WRITTEN REQUEST>
Rewrite the items below so that "simplified polygon" is renamed "reduced polygon" everywhere, with everything else left unchanged.

Dataset entries
====================
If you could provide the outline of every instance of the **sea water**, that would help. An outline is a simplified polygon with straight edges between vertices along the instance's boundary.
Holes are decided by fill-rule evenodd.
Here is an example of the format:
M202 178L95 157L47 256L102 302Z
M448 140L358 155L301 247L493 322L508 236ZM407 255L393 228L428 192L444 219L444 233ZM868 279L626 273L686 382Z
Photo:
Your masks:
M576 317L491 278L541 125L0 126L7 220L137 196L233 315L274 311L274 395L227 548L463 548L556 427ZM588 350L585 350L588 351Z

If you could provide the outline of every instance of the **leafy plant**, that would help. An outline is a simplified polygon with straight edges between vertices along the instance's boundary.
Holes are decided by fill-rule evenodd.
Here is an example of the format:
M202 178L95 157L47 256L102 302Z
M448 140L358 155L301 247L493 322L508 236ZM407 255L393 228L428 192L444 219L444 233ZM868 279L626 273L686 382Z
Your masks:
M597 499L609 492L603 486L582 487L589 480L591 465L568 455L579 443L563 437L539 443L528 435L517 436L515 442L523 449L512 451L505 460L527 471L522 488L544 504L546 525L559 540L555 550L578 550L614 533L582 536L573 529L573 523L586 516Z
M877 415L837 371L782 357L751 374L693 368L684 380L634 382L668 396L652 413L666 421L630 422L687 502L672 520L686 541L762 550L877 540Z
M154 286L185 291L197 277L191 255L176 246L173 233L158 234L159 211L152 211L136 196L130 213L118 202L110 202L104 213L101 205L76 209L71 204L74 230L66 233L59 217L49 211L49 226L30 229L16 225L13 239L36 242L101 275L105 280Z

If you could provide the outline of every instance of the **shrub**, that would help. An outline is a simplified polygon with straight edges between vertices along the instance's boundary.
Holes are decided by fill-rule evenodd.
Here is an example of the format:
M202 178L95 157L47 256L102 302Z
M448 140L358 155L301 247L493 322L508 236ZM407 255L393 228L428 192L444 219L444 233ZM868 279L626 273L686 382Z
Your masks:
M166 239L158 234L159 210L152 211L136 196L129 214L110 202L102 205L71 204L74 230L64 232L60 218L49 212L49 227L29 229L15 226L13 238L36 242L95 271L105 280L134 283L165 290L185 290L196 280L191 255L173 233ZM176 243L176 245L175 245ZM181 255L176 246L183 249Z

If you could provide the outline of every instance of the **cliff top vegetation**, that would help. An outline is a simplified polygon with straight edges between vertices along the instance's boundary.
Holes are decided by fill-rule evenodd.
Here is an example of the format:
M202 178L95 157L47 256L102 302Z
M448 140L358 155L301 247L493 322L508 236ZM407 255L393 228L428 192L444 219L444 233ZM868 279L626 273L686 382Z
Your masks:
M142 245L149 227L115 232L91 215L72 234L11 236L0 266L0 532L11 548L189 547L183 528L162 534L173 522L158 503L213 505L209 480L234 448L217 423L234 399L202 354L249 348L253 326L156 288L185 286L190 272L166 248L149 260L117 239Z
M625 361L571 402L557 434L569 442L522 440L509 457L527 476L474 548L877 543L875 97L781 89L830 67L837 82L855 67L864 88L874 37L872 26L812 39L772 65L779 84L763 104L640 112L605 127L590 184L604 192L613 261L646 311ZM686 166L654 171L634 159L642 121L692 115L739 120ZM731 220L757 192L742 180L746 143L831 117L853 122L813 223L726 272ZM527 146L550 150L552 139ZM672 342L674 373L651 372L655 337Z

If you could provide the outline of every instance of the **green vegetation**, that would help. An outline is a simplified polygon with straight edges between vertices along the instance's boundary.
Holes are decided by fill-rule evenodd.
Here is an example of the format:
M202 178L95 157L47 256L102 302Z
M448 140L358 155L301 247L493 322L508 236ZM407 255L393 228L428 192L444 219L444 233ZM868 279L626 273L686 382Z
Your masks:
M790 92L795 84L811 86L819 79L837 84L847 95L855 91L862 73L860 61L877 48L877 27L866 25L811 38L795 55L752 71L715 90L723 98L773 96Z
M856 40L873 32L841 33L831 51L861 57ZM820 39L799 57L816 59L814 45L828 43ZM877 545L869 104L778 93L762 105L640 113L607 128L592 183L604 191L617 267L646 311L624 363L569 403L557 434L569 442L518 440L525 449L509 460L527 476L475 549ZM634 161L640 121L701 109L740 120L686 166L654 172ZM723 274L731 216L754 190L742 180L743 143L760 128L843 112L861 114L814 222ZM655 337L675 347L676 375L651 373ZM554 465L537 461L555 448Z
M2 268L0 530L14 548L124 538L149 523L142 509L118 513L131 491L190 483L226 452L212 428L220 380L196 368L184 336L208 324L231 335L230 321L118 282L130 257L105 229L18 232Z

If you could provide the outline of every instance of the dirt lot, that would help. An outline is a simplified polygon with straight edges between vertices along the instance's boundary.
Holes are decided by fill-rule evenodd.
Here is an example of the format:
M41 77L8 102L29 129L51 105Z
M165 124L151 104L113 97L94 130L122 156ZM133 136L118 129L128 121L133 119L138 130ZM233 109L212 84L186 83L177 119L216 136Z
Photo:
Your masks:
====================
FINISHED EXERCISE>
If you could provide the outline of every instance of the **sea water**, that would help. An outline is a reduced polygon with straight edges between vertices along the instance's boundary.
Holes are decided by fill-rule evenodd.
Here is an example of the format:
M202 178L95 157L47 256L102 302Z
M448 140L358 155L301 247L493 322L508 236ZM407 255L393 228L428 192L444 219L444 233ZM868 279L626 273L686 382Z
Photo:
Your masks:
M576 317L491 278L541 125L0 126L7 220L137 196L233 315L274 311L274 395L227 548L463 548L556 427ZM588 350L585 350L588 351Z

If you could provide the outline of every instance of the **leafy plant**, that would help. An outline is a reduced polygon with straight edges between vertices along the instance's boundary.
Holes are decided by fill-rule evenodd.
Here is an example of the format:
M202 178L95 157L47 256L102 302Z
M448 140L358 155L301 247L493 322L508 236ZM407 255L393 228L428 192L444 219L444 233ZM868 279L626 273L686 382Z
Your masks:
M597 499L609 492L603 486L582 487L589 480L591 465L568 455L579 443L563 437L539 443L528 435L517 436L515 442L523 449L512 451L505 460L527 471L522 488L544 504L546 525L559 540L555 550L578 550L614 533L582 536L573 529L573 523L586 516Z
M877 415L837 371L782 357L751 374L693 368L684 380L634 382L668 396L652 413L666 421L630 422L687 502L672 520L686 541L762 550L877 540Z
M154 286L185 291L197 277L191 255L176 246L173 233L158 234L159 211L152 211L136 196L130 213L118 202L110 202L104 213L101 205L76 209L71 204L74 230L66 233L59 217L49 211L49 226L30 229L16 225L13 239L36 242L101 275L105 280Z

If you could provide the outline of every instance of the **shrub**, that would help. An outline is a reduced polygon with straight edges between vertices along the instance's boundary.
Holes are decided by fill-rule evenodd.
Here is an example of the format:
M202 178L95 157L47 256L102 302Z
M448 140L358 155L301 247L493 322L508 236ZM407 255L393 228L428 192L444 219L444 233ZM868 279L626 273L686 382Z
Your masks:
M166 239L158 234L159 210L152 211L136 196L129 214L110 202L102 205L71 204L74 230L64 232L60 218L49 212L49 227L29 229L15 226L13 238L36 242L95 271L105 280L134 283L165 290L185 290L196 280L191 255L173 233ZM176 243L176 245L175 245ZM181 255L176 246L183 249Z

If you could provide the outline of every instance of the **cliff top vegetation**, that would help. An outline is a reduced polygon with straight edges between vertices along the instance's boundary.
Holes are decided by fill-rule evenodd.
Here is an example of the format:
M202 178L95 157L47 256L102 302Z
M448 140L358 155L301 247L493 322L508 236ZM407 255L393 228L428 192L444 219L444 233ZM868 279L626 273L686 382Z
Your masks:
M142 245L149 227L115 232L91 215L72 234L11 236L0 266L0 532L11 548L189 547L183 528L162 534L173 522L158 503L213 505L209 480L234 448L217 423L234 399L202 354L249 348L253 326L156 288L185 286L190 272L166 248L149 260L117 239Z
M625 361L571 402L557 434L569 442L522 440L509 457L527 476L474 548L877 543L875 97L781 89L830 67L837 82L855 67L864 88L874 37L872 26L812 39L772 65L779 84L763 104L640 112L605 127L590 184L604 192L613 261L646 311ZM686 166L654 171L634 159L642 121L692 115L739 120ZM731 220L757 192L742 180L746 143L831 117L853 122L813 223L726 272ZM527 146L550 150L552 139ZM672 342L674 373L651 372L655 337Z

If you could provide the outline of every instance of the **green vegetation**, that would help. An outline is a reduced polygon with straight edges between vertices along the instance's boundary.
Holes are decided by fill-rule evenodd.
Here is an example of the format:
M202 178L95 157L47 256L102 302Z
M448 140L358 155L301 247L493 322L508 236ZM407 255L393 228L428 192L444 219L444 233ZM868 279L626 273L686 382Z
Your masks:
M790 92L795 84L811 86L819 79L837 84L847 95L855 91L862 73L860 61L877 48L877 27L866 25L811 38L795 55L752 71L715 90L723 98L773 96Z
M856 40L873 32L841 33L831 51L861 57ZM820 39L799 57L816 59L814 45L828 43ZM877 545L869 104L778 93L762 105L640 113L607 128L592 183L604 191L617 267L646 311L624 363L569 403L557 434L569 442L518 440L525 449L509 460L527 476L475 549ZM634 161L640 121L701 109L740 120L686 166L654 172ZM723 274L731 216L754 190L742 180L743 143L760 128L843 112L861 114L814 222ZM655 337L675 347L676 375L651 373ZM554 465L537 461L555 448Z
M2 268L0 530L14 548L124 538L149 523L142 509L118 513L131 491L190 483L226 452L212 428L220 380L196 368L184 336L208 324L231 335L230 321L118 282L130 257L105 229L18 232Z

If you could provide the outline of every instance of the dirt lot, that would help. An outline is a reduced polygon with straight edges between vertices along the instance's boundary.
Holes are decided by fill-rule evenodd.
Here is an example of the format:
M41 77L8 102L29 129L51 105Z
M165 124L151 104L113 97L94 130L122 156ZM133 136L118 129L128 121L133 119L138 130ZM233 109L212 84L186 83L177 119L216 136Z
Photo:
Your masks:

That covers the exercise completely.